Dataset rows
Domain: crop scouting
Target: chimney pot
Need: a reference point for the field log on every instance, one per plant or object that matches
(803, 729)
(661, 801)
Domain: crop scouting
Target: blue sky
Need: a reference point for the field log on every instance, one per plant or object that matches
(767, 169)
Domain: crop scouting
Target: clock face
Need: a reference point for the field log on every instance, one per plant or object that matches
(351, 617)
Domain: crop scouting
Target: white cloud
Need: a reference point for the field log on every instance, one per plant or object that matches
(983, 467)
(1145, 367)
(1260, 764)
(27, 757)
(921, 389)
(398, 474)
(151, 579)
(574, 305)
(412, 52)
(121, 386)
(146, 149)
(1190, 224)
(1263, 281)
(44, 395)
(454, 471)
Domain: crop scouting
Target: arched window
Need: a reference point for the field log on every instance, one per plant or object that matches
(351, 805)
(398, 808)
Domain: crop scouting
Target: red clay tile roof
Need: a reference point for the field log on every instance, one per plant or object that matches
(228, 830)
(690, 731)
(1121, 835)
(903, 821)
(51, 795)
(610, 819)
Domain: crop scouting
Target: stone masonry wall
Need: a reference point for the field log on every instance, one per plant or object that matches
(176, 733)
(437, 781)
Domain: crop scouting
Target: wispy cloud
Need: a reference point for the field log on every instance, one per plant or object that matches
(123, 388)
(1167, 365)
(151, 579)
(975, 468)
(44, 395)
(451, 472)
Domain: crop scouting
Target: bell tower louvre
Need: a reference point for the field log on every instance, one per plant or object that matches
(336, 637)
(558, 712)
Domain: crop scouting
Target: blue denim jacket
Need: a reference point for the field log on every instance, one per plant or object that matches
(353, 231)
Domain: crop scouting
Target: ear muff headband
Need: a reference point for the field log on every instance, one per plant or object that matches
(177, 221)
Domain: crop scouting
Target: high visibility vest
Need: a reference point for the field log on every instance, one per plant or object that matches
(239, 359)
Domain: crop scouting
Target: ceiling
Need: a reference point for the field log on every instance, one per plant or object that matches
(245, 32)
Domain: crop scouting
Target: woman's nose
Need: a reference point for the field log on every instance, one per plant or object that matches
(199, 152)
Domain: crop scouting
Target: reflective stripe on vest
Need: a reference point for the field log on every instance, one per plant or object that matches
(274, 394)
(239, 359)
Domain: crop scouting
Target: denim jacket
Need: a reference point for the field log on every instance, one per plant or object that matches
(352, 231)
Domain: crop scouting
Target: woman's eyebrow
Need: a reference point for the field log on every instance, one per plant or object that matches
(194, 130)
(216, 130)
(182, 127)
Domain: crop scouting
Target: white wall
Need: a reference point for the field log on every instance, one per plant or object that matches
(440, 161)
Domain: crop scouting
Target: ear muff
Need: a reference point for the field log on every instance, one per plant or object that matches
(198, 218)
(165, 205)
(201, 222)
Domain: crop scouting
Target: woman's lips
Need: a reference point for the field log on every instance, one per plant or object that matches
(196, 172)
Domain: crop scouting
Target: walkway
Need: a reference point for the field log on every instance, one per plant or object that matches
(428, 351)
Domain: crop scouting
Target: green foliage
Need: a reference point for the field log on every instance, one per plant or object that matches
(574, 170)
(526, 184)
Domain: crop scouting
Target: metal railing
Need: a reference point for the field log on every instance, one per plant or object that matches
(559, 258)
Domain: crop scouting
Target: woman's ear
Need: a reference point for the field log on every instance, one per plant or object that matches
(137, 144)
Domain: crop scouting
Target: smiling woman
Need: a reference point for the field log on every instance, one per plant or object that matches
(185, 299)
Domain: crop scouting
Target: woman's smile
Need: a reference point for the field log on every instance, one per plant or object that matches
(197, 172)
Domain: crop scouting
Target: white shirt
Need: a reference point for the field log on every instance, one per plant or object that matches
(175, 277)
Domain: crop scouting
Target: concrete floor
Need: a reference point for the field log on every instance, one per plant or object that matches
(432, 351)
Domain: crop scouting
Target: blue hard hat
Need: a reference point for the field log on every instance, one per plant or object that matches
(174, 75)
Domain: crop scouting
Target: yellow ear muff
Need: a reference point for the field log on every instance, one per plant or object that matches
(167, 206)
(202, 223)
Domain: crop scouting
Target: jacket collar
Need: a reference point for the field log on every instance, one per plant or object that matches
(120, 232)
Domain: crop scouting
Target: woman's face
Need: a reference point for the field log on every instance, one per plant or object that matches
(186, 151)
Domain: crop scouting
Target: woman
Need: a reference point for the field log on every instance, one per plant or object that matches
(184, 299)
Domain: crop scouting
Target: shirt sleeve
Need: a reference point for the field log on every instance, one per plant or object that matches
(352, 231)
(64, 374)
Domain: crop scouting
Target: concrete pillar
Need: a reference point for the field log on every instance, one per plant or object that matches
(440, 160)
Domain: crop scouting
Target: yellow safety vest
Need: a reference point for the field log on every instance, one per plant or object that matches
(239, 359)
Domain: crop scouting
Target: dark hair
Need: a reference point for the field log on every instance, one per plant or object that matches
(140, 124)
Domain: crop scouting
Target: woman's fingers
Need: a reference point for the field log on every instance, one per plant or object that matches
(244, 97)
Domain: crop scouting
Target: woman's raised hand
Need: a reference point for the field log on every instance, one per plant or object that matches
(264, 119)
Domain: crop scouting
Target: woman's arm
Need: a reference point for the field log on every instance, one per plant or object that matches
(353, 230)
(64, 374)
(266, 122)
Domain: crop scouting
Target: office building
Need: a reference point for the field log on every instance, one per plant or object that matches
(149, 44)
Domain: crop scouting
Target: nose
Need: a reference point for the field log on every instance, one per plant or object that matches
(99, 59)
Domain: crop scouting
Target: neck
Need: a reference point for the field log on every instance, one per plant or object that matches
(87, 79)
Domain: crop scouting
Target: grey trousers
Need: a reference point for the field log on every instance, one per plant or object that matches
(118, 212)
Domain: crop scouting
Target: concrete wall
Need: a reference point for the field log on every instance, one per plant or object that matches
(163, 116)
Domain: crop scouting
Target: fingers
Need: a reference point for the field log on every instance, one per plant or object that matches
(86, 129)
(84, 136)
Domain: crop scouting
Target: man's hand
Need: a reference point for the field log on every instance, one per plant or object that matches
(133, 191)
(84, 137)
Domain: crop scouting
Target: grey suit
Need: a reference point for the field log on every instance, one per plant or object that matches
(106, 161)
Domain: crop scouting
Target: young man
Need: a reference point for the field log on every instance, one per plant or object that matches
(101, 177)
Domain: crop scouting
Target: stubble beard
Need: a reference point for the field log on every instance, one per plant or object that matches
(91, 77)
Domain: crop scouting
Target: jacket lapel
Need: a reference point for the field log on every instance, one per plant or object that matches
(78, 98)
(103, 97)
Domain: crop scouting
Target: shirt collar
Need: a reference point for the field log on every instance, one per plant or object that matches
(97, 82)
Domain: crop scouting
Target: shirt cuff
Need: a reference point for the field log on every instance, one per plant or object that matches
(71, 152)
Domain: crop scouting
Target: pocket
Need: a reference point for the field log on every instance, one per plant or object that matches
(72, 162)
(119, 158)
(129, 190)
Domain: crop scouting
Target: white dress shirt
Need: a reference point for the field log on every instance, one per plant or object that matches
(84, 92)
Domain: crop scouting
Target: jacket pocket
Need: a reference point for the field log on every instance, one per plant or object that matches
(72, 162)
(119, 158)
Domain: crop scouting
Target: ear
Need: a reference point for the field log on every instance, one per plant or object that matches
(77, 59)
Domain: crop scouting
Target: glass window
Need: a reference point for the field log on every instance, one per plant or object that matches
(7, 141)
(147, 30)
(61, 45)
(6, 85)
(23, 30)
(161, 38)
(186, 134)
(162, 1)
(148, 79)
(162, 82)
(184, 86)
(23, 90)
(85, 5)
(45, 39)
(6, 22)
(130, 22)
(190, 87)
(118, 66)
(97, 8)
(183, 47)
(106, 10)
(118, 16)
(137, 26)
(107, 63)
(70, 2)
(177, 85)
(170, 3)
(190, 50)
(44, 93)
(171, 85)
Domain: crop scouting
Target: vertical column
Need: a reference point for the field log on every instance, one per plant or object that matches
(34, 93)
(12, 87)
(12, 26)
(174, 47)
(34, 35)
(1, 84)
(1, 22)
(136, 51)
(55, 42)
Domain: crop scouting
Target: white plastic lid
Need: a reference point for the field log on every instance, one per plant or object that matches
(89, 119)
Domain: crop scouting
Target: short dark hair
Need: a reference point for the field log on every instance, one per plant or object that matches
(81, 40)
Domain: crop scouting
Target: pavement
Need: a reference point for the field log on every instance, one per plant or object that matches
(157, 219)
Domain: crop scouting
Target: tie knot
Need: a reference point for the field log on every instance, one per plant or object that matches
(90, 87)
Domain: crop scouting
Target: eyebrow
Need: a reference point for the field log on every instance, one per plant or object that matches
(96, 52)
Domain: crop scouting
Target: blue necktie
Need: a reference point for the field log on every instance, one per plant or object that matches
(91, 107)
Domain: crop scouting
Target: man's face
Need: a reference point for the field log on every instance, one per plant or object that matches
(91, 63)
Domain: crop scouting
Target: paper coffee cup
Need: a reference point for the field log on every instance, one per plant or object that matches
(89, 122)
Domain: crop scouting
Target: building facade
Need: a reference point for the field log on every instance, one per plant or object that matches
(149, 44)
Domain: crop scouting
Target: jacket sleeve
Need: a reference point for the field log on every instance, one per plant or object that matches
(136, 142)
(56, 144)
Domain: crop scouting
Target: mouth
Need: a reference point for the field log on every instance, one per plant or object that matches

# What is being asked
Locate each line in the material above that contains the string "pocket" and copy those lines.

# The solution
Target: pocket
Target: jacket pocket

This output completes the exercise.